**TEXTE DE LECTURE**:

- - - -

L’interaction du vent solaire avec Mars

L’interaction du vent solaire avec Mars 

Généralités sur l’interaction du vent solaire avec Mars: La situation avant l’arrivée de MGS 

Avant l’arrivée de la sonde Mars Global Surveyor (MGS), 5 sondes avaient déjà obtenu des observations in situ de l’environnement ionisé martien: Mariner 4 (1964), Mars-2 et 3 (1972), Mars-5 (1975), et Phobos 2 (1989). Pourtant, la nature de l’interaction avec le vent solaire n’avait pas pu être élucidée à cause de l’absence de mesures magnétiques à basse altitude [par exemple, Slavin and Holzer, 1982; Axford, 1991; Zakharov, 1992].

Lorsque la sonde Phobos 2 se préparait à étudier l’interaction du vent solaire avec Mars, deux visions s’opposaient. D’un côté, il y avait l’idée que Mars possédait un champ magnétique dynamo global comme dans le cas de la Terre [par exemple, Dolginov et al., 1976]. De l’autre côté, il y avait l’idée que cette interaction était similaire à celle de Vénus, une planète pour laquelle l’absence du champ magnétique intrinsèque avait été démontrée de façon définitive par la sonde Pioneer Venus [par exemple, Luhmann and Brace, 1991]. Ceci impliquait que Mars ne possédait pas de champ magnétique et que par conséquent le vent solaire interagissait directement avec son ionosphère.

- - - -

**CONSIGNES**:
Dans le texte sur l’interaction du vent solaire avec Mars, recopiez le passage compris entre « Avant l’arrivée de la » et « 1991; Zakharov, 1992]. », bornes incluses, en remplaçant « in situ » par « sur place ».

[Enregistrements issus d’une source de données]
- - - -

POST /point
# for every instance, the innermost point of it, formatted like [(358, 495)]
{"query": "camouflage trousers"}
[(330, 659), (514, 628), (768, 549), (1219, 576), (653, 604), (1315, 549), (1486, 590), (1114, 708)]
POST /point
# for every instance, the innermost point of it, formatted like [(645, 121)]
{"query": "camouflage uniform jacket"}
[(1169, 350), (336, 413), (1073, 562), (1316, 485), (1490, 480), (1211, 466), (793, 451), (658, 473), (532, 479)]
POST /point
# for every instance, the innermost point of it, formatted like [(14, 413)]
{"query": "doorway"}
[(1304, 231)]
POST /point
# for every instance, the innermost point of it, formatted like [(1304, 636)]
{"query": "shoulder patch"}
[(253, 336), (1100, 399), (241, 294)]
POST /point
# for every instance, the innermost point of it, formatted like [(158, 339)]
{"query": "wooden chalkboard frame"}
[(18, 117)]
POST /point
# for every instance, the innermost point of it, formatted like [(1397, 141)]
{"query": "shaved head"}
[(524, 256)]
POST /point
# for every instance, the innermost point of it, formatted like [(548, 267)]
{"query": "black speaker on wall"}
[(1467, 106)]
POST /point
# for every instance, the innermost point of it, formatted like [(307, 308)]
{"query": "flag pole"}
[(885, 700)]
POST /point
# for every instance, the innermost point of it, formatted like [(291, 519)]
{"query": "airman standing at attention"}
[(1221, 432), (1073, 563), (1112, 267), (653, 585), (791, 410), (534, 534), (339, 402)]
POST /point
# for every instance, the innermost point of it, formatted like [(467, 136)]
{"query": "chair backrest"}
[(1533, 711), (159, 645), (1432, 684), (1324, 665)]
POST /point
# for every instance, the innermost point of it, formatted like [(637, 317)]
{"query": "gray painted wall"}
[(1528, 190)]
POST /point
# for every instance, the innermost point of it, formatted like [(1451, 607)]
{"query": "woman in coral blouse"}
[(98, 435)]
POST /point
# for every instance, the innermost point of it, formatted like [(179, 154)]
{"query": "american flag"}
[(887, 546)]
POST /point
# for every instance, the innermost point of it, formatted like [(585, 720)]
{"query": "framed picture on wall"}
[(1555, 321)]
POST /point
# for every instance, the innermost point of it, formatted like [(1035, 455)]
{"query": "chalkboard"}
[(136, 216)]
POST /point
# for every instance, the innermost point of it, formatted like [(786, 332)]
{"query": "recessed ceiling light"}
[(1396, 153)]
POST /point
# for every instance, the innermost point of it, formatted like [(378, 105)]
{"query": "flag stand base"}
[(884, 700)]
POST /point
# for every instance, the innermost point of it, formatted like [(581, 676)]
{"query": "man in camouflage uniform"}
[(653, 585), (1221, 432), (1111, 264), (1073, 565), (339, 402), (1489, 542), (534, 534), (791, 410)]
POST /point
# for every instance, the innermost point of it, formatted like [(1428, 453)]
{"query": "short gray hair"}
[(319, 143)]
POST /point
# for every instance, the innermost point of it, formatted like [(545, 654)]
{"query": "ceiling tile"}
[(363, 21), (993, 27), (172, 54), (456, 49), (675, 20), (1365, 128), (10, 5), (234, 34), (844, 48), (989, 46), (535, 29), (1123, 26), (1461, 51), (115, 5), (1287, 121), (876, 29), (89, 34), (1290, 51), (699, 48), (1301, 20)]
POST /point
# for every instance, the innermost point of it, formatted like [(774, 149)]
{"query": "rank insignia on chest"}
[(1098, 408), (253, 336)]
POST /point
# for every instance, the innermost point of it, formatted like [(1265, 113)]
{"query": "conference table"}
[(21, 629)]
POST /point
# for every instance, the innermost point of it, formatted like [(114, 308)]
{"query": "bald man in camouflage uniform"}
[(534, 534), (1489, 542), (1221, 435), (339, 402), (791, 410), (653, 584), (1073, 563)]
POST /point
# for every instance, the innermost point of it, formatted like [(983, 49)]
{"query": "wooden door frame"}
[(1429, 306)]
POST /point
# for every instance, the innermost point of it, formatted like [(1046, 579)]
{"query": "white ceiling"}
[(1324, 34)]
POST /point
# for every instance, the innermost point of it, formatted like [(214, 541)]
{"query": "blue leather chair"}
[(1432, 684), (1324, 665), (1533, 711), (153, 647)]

- - - -

**CORRIGÉ**:
Avant l’arrivée de la sonde Mars Global Surveyor (MGS), 5 sondes avaient déjà obtenu des observations sur place de l’environnement ionisé martien: Mariner 4 (1964), Mars-2 et 3 (1972), Mars-5 (1975), et Phobos 2 (1989). Pourtant, la nature de l’interaction avec le vent solaire n’avait pas pu être élucidée à cause de l’absence de mesures magnétiques à basse altitude [par exemple, Slavin and Holzer, 1982; Axford, 1991; Zakharov, 1992].